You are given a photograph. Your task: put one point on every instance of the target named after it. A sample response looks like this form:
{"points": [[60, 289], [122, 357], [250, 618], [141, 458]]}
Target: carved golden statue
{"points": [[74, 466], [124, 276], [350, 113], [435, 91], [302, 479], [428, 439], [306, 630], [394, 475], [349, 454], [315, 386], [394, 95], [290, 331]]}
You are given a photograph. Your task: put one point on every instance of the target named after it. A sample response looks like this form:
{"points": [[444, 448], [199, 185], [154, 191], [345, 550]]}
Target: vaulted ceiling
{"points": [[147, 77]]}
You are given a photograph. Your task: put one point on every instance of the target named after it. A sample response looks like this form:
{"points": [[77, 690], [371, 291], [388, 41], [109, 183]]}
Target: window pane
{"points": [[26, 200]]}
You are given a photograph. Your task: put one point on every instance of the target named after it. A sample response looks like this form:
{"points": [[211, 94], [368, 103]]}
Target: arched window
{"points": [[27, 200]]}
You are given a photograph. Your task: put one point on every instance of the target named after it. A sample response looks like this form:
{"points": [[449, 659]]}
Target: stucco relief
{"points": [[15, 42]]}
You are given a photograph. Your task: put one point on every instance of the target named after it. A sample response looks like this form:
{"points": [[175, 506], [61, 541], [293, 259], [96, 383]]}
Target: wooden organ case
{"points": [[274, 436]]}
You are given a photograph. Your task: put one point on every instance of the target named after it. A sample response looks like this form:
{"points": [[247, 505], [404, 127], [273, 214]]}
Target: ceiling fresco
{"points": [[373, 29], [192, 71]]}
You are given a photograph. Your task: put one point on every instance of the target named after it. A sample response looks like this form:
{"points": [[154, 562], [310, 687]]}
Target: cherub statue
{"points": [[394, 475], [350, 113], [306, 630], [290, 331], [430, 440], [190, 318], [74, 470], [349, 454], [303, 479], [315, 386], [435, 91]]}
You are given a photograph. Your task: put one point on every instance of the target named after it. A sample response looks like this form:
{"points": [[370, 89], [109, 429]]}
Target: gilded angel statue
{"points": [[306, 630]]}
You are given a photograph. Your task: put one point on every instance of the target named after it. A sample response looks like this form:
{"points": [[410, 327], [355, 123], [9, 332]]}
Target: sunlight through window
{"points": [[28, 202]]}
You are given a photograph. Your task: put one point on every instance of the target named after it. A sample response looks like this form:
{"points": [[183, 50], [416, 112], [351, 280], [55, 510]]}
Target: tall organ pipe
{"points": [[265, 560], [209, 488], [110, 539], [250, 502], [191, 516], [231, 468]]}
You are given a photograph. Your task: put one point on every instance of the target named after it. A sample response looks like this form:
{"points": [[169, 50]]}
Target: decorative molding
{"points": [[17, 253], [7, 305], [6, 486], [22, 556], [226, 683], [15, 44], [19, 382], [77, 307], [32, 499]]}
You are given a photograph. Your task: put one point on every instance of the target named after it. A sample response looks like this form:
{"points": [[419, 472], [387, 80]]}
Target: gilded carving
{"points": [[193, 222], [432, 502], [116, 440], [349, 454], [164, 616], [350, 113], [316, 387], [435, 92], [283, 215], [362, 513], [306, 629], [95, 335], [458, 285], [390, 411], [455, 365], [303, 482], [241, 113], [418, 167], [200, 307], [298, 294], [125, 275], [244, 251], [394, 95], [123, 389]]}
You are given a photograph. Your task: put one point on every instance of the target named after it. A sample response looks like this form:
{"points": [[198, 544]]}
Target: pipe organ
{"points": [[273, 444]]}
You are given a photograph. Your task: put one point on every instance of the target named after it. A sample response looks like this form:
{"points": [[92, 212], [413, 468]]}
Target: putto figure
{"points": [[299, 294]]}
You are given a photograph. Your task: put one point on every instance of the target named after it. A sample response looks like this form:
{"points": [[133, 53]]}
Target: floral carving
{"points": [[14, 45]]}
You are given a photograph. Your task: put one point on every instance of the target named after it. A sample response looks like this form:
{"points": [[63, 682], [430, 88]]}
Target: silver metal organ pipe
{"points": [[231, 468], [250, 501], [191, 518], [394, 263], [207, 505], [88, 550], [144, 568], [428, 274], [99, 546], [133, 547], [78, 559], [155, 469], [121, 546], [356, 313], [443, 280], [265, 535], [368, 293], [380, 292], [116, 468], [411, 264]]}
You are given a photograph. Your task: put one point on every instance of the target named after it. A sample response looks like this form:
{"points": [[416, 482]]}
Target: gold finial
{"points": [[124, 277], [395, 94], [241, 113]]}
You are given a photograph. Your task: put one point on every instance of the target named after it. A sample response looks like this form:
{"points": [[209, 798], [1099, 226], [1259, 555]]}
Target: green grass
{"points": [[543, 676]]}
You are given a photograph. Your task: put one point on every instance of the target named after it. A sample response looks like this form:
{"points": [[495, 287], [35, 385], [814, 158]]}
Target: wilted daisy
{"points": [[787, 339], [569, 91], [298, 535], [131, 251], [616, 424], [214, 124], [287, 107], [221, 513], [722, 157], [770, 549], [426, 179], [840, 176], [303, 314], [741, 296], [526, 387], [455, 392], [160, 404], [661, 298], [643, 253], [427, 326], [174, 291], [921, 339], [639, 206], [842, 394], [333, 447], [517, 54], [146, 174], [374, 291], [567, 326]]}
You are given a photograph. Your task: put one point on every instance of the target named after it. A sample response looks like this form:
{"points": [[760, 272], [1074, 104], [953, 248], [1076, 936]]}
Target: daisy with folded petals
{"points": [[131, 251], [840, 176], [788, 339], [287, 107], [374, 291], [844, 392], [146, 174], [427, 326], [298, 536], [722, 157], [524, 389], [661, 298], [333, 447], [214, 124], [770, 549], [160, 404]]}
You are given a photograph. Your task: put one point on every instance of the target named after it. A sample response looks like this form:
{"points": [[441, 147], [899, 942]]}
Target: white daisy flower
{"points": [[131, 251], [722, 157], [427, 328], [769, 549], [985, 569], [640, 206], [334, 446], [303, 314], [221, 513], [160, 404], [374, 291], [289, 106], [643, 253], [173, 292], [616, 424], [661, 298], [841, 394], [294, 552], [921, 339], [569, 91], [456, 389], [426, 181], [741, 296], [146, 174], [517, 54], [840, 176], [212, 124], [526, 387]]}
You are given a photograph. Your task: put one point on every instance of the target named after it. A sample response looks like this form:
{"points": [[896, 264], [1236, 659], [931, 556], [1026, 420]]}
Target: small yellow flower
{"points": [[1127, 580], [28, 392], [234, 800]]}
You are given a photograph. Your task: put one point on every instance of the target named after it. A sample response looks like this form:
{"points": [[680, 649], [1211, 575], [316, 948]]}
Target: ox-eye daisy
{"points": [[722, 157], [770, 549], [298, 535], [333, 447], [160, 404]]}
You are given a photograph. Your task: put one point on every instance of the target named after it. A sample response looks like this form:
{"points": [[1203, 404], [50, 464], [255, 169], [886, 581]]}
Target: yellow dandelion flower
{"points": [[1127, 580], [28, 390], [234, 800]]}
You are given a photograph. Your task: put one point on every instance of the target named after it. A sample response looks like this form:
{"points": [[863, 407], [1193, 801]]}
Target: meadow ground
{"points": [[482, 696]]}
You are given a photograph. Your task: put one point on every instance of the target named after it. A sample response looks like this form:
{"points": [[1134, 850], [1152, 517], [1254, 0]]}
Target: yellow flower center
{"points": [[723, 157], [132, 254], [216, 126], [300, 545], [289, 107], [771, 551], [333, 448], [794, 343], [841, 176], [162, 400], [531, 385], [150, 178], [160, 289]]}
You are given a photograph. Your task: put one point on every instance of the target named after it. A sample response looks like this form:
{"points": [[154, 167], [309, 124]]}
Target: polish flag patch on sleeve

--- WHAT TO DO ---
Copy all the data. Match it exactly.

--- TASK RESULT ---
You are given a photograph. Your task: put one point on every instance of the target named after it. A sample response looks like this form:
{"points": [[60, 289], [122, 357], [250, 618], [141, 458]]}
Target: carved golden statue
{"points": [[74, 466], [124, 276], [350, 113], [435, 91], [302, 479], [428, 439], [306, 630], [394, 475], [349, 454], [315, 386], [394, 95], [290, 331]]}
You are given a photograph. Your task: put one point on every instance of the target named after it. A sample response looks like this form:
{"points": [[444, 448], [199, 185], [154, 191], [345, 550]]}
Target: vaulted ceiling
{"points": [[147, 77]]}
You are given a photograph. Your task: put one point on every instance of the target named after it. A sample response looks like this form:
{"points": [[77, 690], [371, 291], [388, 41], [109, 183]]}
Target: window pane
{"points": [[26, 200]]}
You are given a photograph. Your task: put one point on every instance of the target named after it. A sample response looks like this form:
{"points": [[211, 94], [368, 103]]}
Target: arched window
{"points": [[27, 200]]}
You are given a photograph. Your task: put one point on every instance of the target named after it. A sample response looks like this form:
{"points": [[449, 659]]}
Target: stucco relief
{"points": [[15, 42]]}
You are given a photograph. Your task: put one point on every instance of the target named after it. A sample response looks like this form:
{"points": [[175, 506], [61, 541], [293, 259], [96, 383]]}
Target: wooden organ case
{"points": [[274, 436]]}
You are given a photograph. Your task: put one point on every instance of the target named after it. A sample response looks like this form:
{"points": [[247, 505], [404, 127], [273, 214]]}
Target: ceiling fresco
{"points": [[373, 29], [192, 71]]}
You are given a photograph. Your task: put one point on every instance of the target named after it. A sample response looks like this form:
{"points": [[154, 562], [310, 687]]}
Target: cherub statue
{"points": [[394, 475], [350, 113], [306, 630], [290, 331], [430, 440], [190, 318], [74, 470], [349, 454], [303, 479], [315, 386], [435, 91]]}
You are given a photograph. Your task: put one point on every instance of the target named after it. A sample response looks like this form:
{"points": [[370, 89], [109, 429]]}
Target: gilded angel statue
{"points": [[306, 630]]}
You are given a photograph. Your task: put one point on every instance of the target named after it. A sample response looks like this form:
{"points": [[410, 327], [355, 123], [9, 332]]}
Target: sunlight through window
{"points": [[28, 202]]}
You are given a photograph. Your task: put one point on every instance of the target named after it. A sample response looks like this form:
{"points": [[183, 50], [416, 112], [351, 280], [55, 510]]}
Target: tall organ pipe
{"points": [[265, 560], [209, 488], [110, 539], [250, 502], [191, 516], [231, 468]]}
You are given a photograph. Your task: put one point on every instance of the target named after it. A sample response looks like this form:
{"points": [[169, 50]]}
Target: decorative molding
{"points": [[17, 253], [7, 305], [6, 486], [22, 556], [226, 683], [15, 44], [19, 382], [77, 307], [32, 499]]}
You are given a photograph. Your task: put one point on every instance of the target named after it. A sample response looks like this form:
{"points": [[419, 472], [387, 80]]}
Target: gilded carving
{"points": [[193, 222], [432, 502], [116, 440], [349, 454], [164, 616], [350, 113], [316, 387], [435, 92], [283, 215], [362, 513], [306, 629], [95, 335], [458, 285], [390, 411], [455, 365], [303, 482], [241, 113], [418, 167], [200, 307], [298, 294], [125, 275], [244, 251], [394, 95], [123, 389]]}
You are given a photograph. Your task: put one point on every instance of the target named after it. A sample response looks like this form:
{"points": [[198, 544]]}
Target: pipe organ
{"points": [[273, 444]]}
You are given a photograph. Your task: put one point on every instance of the target named after it. A sample response looks like this form:
{"points": [[92, 212], [413, 468]]}
Target: putto figure
{"points": [[299, 294]]}
You are given a photograph. Your task: put one point on every instance of the target named after it. A sample response looks like this form:
{"points": [[133, 53]]}
Target: floral carving
{"points": [[14, 45]]}
You are given a photograph. Your task: put one point on every instance of the target named after it. A sample response looks like this form:
{"points": [[63, 682], [430, 88]]}
Target: silver metal organ pipe
{"points": [[231, 468], [250, 501], [191, 518], [394, 263], [207, 505], [88, 550], [144, 568], [428, 274], [99, 546], [133, 547], [78, 559], [155, 469], [121, 546], [356, 313], [443, 280], [265, 535], [368, 293], [380, 292], [116, 468], [411, 264]]}
You are given a photograph. Your task: put one point on every instance of the target named after it. A sample response looks like this form:
{"points": [[416, 482]]}
Target: gold finial
{"points": [[124, 277], [395, 94], [241, 113]]}
You are given a photograph. Your task: put one point on every instance of the target named after it. A sample response looks like this form:
{"points": [[209, 798], [1099, 226], [1259, 555]]}
Target: green grass
{"points": [[543, 676]]}
You are given a photograph. Your task: put one point on every instance of the target named after it. A sample response looks like this form:
{"points": [[495, 287], [35, 385], [814, 158]]}
Target: wilted daisy
{"points": [[787, 339], [569, 91], [298, 535], [131, 251], [616, 424], [214, 124], [287, 107], [221, 513], [722, 157], [770, 549], [426, 179], [840, 176], [303, 314], [741, 296], [526, 387], [455, 392], [160, 404], [661, 298], [643, 253], [427, 326], [174, 291], [921, 339], [639, 206], [842, 394], [333, 447], [517, 54], [146, 174], [374, 291], [567, 326]]}
You are given a photograph. Your task: put one point on every instance of the target named after it. A sample response looks like this form:
{"points": [[760, 272], [1074, 104], [953, 248], [1076, 936]]}
Target: daisy with folded petals
{"points": [[131, 251], [840, 176], [788, 339], [287, 107], [374, 291], [844, 392], [146, 174], [427, 326], [298, 536], [722, 157], [524, 389], [661, 298], [333, 447], [214, 124], [770, 549], [160, 404]]}
You are given a photograph. Your task: put one point on every instance of the target named after it. A sample response looks like this form:
{"points": [[441, 147], [899, 942]]}
Target: white daisy flower
{"points": [[131, 251], [722, 157], [427, 328], [769, 549], [985, 569], [640, 206], [334, 446], [303, 314], [221, 513], [160, 404], [374, 291], [289, 106], [643, 253], [173, 292], [616, 424], [661, 298], [841, 394], [294, 552], [921, 339], [569, 91], [456, 389], [426, 181], [741, 296], [146, 174], [517, 54], [840, 176], [212, 124], [526, 387]]}
You are given a photograph. Your task: put one point on every instance of the target named after it. A sample response looks like this form:
{"points": [[896, 264], [1236, 659], [931, 556], [1026, 420]]}
Target: small yellow flower
{"points": [[1127, 580], [28, 392], [234, 800]]}
You are given a photograph. Your task: put one point on every instance of the target named after it. A sample response looks like this form:
{"points": [[680, 649], [1211, 575], [316, 948]]}
Target: ox-eye daisy
{"points": [[722, 157], [770, 549], [298, 535], [333, 447], [160, 404]]}
You are given a photograph. Your task: put one point on every instance of the target named after it. A sample response looks like this form:
{"points": [[1203, 404], [50, 464], [255, 169], [886, 581]]}
Target: yellow dandelion flower
{"points": [[1127, 580], [28, 390], [234, 800]]}
You are given a photograph. Your task: put one point on every instance of the target named after it. A sample response looks like this form:
{"points": [[863, 407], [1193, 801]]}
Target: meadow ground
{"points": [[482, 696]]}
You are given a photograph. Your task: put one point on every instance of the target named after it. A sample response looks like this form:
{"points": [[1134, 850], [1152, 517], [1254, 0]]}
Target: yellow flower center
{"points": [[723, 157], [132, 254], [216, 126], [300, 545], [289, 107], [771, 551], [333, 448], [794, 343], [841, 176], [162, 400], [531, 385], [150, 178], [160, 289]]}
You are given a photograph. Your task: put one point on every instance of the target named after it. A sample response looks like this form:
{"points": [[154, 167], [309, 124]]}
Target: polish flag patch on sleeve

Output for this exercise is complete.